The authors observed that two-child families with either two boys or two
girls are substantially more likely to have a third child than
two-child families with one boy and one girl. The sex of the first two
children, then, constitutes a kind of natural experiment: it is as if an
experimenter had randomly assigned some families to have two children
and others to have three. The authors were then able to credibly
estimate the causal effect of having a third child on labor market
outcomes. Angrist and Evans found that childbearing had a greater impact
on poor and less educated women than on highly educated women although
the earnings impact of having a third child tended to disappear by that
child's 13th birthday. They also found that having a third child had
little impact on husbands' earnings.
Game shows
Within
economics, game shows are a frequently studied form of natural
experiment. While game shows might seem to be artificial contexts, they
can be considered natural experiments due to the fact that the context
arises without interference of the scientist. Game shows have been used
to study a wide range of different types of economic behavior, such as
decision making under risk and cooperative behavior.
Smoking ban
In Helena, Montana a smoking ban
was in effect in all public spaces, including bars and restaurants,
during the six-month period from June 2002 to December 2002. Helena is
geographically isolated and served by only one hospital. The
investigators observed that the rate of heart attacks
dropped by 40% while the smoking ban was in effect. Opponents of the
law prevailed in getting the enforcement of the law suspended after six
months, after which the rate of heart attacks went back up. This study was an example of a natural experiment, called a case-crossover experiment,
where the exposure is removed for a time and then returned. The study
also potentially suggests that the inability to control variables in
natural experiments can impede investigators from drawing firm
conclusions. Critics argued that the particularly large percentage
fluctuation in the rate of myocardial infarction was likely due to
chance, given the small population size.

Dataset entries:
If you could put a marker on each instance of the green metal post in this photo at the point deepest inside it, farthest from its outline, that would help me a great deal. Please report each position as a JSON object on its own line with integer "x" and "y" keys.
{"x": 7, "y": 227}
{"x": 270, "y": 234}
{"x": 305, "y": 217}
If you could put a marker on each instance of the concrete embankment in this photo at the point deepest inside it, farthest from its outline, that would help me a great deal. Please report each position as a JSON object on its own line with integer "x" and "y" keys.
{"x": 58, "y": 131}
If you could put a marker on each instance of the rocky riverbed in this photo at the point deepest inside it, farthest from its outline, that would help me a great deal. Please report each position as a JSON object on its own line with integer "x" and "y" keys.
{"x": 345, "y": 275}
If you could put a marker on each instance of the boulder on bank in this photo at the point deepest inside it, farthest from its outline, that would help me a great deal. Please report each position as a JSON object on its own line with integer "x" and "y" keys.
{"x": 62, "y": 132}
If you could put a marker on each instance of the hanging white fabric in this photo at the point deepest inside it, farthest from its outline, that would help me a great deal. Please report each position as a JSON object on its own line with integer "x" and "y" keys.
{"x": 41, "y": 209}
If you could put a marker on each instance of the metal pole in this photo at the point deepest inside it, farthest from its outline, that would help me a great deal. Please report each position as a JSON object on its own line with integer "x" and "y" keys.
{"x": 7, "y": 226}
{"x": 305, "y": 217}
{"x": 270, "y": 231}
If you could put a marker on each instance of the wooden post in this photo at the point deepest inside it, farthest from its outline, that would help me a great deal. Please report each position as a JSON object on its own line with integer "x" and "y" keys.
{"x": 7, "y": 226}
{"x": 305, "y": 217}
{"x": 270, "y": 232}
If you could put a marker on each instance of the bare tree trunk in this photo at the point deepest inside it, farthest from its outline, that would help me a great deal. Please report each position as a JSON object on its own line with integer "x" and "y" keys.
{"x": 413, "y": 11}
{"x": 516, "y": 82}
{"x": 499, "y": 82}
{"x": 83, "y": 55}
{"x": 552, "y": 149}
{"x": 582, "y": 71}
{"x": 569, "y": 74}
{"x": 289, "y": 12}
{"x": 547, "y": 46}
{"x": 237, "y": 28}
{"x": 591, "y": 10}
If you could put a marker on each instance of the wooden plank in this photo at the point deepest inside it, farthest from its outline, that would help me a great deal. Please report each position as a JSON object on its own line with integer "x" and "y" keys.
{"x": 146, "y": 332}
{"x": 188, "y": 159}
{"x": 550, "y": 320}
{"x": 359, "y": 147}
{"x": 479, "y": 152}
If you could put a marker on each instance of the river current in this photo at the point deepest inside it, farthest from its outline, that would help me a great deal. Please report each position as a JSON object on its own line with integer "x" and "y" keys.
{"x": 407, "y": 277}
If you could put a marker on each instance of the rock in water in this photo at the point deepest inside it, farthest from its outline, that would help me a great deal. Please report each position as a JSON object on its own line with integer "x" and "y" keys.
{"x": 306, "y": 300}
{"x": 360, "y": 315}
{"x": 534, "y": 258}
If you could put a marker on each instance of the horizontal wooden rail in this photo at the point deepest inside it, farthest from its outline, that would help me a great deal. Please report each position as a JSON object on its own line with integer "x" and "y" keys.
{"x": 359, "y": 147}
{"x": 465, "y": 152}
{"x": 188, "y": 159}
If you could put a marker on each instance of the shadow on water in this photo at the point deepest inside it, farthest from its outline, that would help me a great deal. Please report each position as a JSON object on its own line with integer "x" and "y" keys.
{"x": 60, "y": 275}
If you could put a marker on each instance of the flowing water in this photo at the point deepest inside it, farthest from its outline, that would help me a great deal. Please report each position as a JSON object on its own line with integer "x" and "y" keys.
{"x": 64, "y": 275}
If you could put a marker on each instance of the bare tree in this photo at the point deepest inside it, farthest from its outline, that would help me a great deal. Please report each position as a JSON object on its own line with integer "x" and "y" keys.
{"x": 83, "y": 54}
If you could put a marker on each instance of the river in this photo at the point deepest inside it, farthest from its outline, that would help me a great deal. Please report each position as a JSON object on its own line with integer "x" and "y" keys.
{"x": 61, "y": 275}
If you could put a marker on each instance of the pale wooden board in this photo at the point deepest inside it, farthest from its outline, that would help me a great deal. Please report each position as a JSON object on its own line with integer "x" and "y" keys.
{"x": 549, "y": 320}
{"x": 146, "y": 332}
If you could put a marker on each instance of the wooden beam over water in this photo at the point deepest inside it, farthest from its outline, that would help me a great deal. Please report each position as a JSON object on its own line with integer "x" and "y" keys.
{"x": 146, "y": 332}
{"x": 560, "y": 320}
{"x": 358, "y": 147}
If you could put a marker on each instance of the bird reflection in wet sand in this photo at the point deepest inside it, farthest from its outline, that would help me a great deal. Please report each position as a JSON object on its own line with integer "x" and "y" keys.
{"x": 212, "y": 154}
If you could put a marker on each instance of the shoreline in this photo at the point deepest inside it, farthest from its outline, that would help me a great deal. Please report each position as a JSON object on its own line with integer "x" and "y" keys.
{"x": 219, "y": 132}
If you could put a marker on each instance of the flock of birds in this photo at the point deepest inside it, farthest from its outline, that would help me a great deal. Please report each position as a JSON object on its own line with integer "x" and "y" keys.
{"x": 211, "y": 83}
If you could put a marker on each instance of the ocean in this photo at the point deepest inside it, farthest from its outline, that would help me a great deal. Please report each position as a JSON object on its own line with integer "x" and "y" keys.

__Exercise 1__
Using the passage on natural experiments, answer these questions:
(a) Which two-child families are substantially more likely to have a third child?
(b) Why can game shows be considered natural experiments?
(c) During what period was the smoking ban in Helena, Montana in effect?
__Exercise 2__
From the passage on natural experiments, print the words from "The authors observed" up to and including "on husbands' earnings.".
__Exercise 3__
According to the passage on natural experiments, why did critics doubt the drop in heart attacks in Helena? Answer in one to three sentences.

__Reply 1__
(a) Families with either two boys or two girls.
(b) Because the context arises without interference of the scientist.
(c) From June 2002 to December 2002, a six-month period.

__Reply 2__
The authors observed that two-child families with either two boys or two
girls are substantially more likely to have a third child than
two-child families with one boy and one girl. The sex of the first two
children, then, constitutes a kind of natural experiment: it is as if an
experimenter had randomly assigned some families to have two children
and others to have three. The authors were then able to credibly
estimate the causal effect of having a third child on labor market
outcomes. Angrist and Evans found that childbearing had a greater impact
on poor and less educated women than on highly educated women although
the earnings impact of having a third child tended to disappear by that
child's 13th birthday. They also found that having a third child had
little impact on husbands' earnings.

__Reply 3__
Critics argued that the particularly large percentage fluctuation in the rate of myocardial infarction was likely due to chance. They pointed to Helena's small population size.